PROBLEM: Every line in the listing is to be echoed verbatim.

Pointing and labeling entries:

######

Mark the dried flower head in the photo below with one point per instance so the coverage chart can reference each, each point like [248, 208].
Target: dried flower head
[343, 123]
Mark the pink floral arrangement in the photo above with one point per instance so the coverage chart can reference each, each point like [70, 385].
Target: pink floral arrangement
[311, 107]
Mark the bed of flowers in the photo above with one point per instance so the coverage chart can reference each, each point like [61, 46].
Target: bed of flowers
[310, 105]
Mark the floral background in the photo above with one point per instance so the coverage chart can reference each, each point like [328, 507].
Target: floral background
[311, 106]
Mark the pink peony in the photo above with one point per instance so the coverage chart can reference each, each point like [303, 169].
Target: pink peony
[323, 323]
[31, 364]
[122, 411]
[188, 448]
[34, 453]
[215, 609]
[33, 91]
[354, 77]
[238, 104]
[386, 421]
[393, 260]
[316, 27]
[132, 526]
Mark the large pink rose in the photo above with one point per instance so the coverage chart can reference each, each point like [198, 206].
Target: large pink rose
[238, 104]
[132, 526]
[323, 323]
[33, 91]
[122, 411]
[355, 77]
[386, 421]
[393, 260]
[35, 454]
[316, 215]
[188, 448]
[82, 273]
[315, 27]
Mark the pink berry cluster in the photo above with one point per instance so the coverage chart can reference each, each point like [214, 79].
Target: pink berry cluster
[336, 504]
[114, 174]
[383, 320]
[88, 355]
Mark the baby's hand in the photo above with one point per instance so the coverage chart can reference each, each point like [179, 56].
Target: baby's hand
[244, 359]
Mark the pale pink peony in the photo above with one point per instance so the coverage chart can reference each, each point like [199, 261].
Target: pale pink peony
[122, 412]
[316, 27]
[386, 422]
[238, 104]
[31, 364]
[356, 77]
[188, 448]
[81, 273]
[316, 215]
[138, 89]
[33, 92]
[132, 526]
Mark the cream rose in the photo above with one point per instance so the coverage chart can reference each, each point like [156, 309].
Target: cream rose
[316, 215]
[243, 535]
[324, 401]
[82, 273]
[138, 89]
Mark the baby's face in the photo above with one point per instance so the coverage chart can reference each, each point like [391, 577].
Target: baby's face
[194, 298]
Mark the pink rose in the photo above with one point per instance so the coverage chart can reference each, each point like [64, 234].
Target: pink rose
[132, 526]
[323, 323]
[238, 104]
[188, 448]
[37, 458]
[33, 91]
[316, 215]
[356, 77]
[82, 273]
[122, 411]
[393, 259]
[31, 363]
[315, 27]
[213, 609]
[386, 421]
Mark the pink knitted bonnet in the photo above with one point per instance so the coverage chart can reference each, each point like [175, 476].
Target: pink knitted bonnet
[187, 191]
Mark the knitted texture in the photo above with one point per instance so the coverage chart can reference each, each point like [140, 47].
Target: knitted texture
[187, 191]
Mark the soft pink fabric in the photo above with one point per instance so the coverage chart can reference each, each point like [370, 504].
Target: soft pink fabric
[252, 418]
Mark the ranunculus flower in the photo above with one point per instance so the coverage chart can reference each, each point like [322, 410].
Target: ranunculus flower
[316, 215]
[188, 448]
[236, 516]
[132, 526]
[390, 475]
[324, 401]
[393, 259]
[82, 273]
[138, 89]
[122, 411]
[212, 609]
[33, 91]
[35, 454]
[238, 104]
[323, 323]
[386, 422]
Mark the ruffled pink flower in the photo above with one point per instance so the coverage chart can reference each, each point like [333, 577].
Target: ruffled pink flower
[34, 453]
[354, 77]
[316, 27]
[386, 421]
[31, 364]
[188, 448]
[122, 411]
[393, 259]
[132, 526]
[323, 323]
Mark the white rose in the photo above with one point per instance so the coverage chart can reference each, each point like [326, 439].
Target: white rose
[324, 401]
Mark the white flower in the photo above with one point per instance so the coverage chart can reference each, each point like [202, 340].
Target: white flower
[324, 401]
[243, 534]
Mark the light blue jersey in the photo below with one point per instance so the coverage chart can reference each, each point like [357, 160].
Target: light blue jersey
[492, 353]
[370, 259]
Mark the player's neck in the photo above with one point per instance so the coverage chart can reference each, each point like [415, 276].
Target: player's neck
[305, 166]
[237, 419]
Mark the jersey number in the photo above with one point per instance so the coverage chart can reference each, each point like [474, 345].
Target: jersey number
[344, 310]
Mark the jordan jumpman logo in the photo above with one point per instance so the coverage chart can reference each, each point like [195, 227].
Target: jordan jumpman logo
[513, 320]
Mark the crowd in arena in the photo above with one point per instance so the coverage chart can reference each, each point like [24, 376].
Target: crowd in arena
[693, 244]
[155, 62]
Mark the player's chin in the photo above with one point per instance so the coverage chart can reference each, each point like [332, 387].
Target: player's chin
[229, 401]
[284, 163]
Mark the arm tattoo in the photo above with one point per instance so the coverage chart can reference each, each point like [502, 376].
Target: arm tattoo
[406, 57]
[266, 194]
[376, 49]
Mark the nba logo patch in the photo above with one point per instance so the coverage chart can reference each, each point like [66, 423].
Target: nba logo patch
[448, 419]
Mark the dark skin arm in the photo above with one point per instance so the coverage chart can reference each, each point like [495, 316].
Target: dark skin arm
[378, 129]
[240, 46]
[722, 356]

######

FINISHED ANSWER:
Mark the dried flower head in the photo below with one point per instance so the coverage chart can reference each, each point like [248, 208].
Target: dried flower head
[343, 123]
Mark the pink floral arrangement in the photo above with one point per instance so the coverage chart can reference each, each point like [70, 385].
Target: pink floral arrangement
[311, 107]
Mark the bed of flowers in the photo above with one point per instance so the coverage chart can reference each, each point like [61, 46].
Target: bed of flowers
[310, 105]
Mark the floral background in the photo above with one point per instance so the coverage chart can reference each, each point like [328, 507].
Target: floral background
[311, 106]
Mark the pink peony in the photo above with one point per instance so the coverage chart can reference each, each point like [303, 169].
Target: pink peony
[323, 323]
[31, 364]
[122, 411]
[188, 448]
[34, 453]
[215, 609]
[33, 91]
[354, 77]
[238, 104]
[386, 421]
[393, 260]
[316, 27]
[132, 526]
Mark the large pink rose in the photo above with one point per instance so the coverage chart can reference each, each point like [198, 206].
Target: large pink rose
[238, 104]
[132, 526]
[323, 323]
[33, 91]
[122, 411]
[355, 77]
[386, 421]
[393, 260]
[35, 454]
[316, 215]
[188, 448]
[82, 273]
[315, 27]
Mark the pink berry cluster in the photo above with one point per instance so the coverage chart can reference each, each point like [214, 79].
Target: pink berry cluster
[336, 504]
[114, 174]
[383, 320]
[88, 355]
Mark the baby's hand in the photo above with one point per instance so the coverage chart can reference each, each point like [179, 56].
Target: baby's hand
[244, 359]
Mark the pale pink peony in the photo above with one point per instance so the coverage chart can reference each, each point like [199, 261].
Target: pale pink peony
[122, 412]
[316, 27]
[386, 422]
[238, 104]
[31, 364]
[356, 77]
[188, 448]
[81, 273]
[316, 215]
[138, 89]
[33, 92]
[132, 526]
Mark the cream rose in the photo above with one point per instance so the coverage chart can reference each, each point like [156, 309].
Target: cream rose
[316, 215]
[243, 535]
[324, 401]
[82, 273]
[138, 89]
Mark the baby's face in the photo above with one point per instance so the coverage chart can reference each, each point like [391, 577].
Target: baby's face
[194, 298]
Mark the pink rose in the photo above with one point per instance so the coverage chart can reference each, each point like [64, 234].
Target: pink rose
[132, 526]
[323, 323]
[238, 104]
[188, 448]
[37, 458]
[33, 91]
[316, 215]
[356, 77]
[82, 273]
[122, 411]
[393, 259]
[31, 363]
[315, 27]
[213, 609]
[386, 421]
Mark the pink knitted bonnet in the photo above with one point per instance so the coverage chart can reference each, each point like [175, 476].
Target: pink knitted bonnet
[187, 191]
Mark the knitted texture in the photo above with one point per instance so the coverage chart can reference each, each point like [140, 47].
Target: knitted texture
[187, 191]
Mark the soft pink fabric in the photo above with one point per instance so the coverage chart can reference each, each point like [370, 504].
Target: soft pink fabric
[252, 418]
Mark the ranunculus flower in the photo above with one point per instance so the coverage chart can reference each, each point like [322, 410].
Target: ranunculus flower
[316, 215]
[188, 448]
[236, 516]
[132, 526]
[390, 475]
[324, 401]
[393, 259]
[82, 273]
[138, 89]
[122, 411]
[212, 609]
[33, 91]
[35, 454]
[238, 104]
[323, 323]
[386, 422]
Mark the ruffled pink flower in the photo above with one point per instance so the coverage chart can reference each, each point like [333, 577].
Target: ruffled pink flower
[34, 453]
[354, 77]
[316, 27]
[386, 421]
[31, 364]
[188, 448]
[122, 411]
[393, 259]
[132, 526]
[323, 323]
Mark the white rose in the photo above with one point per instance so the coverage chart can reference each, each point like [326, 439].
Target: white rose
[324, 401]
Mark the white flower in the photo above with one point per instance so the coverage chart can reference each, each point like [202, 340].
Target: white flower
[324, 401]
[243, 534]
Mark the light blue jersey in the photo below with one point per instance so the coverage chart can reference each, each point like [357, 160].
Target: light blue jersey
[492, 353]
[370, 259]
Mark the player's neck in the photo above with one point per instance so the coverage chart can reference each, each point like [415, 276].
Target: player's neck
[305, 166]
[237, 419]
Mark the jersey number in the photo above with one point per instance so the coverage chart can reference each, each point like [474, 345].
Target: jersey number
[344, 310]
Mark the jordan jumpman logo in the photo above with one point per instance so the coverage chart can reference each, each point like [195, 227].
Target: jordan jumpman logo
[513, 320]
Mark the crowd in arena in the photo above with one point per instance so the coverage chart can reference each, each point like [24, 376].
Target: crowd in arena
[693, 244]
[155, 62]
Mark the player's chin in the photo above with one point per instance so the coverage chart can reference each, each point like [332, 387].
Target: player's chin
[229, 401]
[284, 163]
Mark the arm tattoo in the photo above with one point per instance so the coverage chart can reference each, each point like [502, 376].
Target: arm tattoo
[406, 57]
[266, 194]
[376, 49]
Mark the nba logo patch in the photo above with one point per instance so the coverage chart can reference each, each point like [66, 423].
Target: nba logo patch
[448, 419]
Mark the dark skin arm in the photo above with one point per instance so the coverage chart can reference each, each point like [495, 316].
Target: dark skin arm
[378, 129]
[240, 46]
[722, 356]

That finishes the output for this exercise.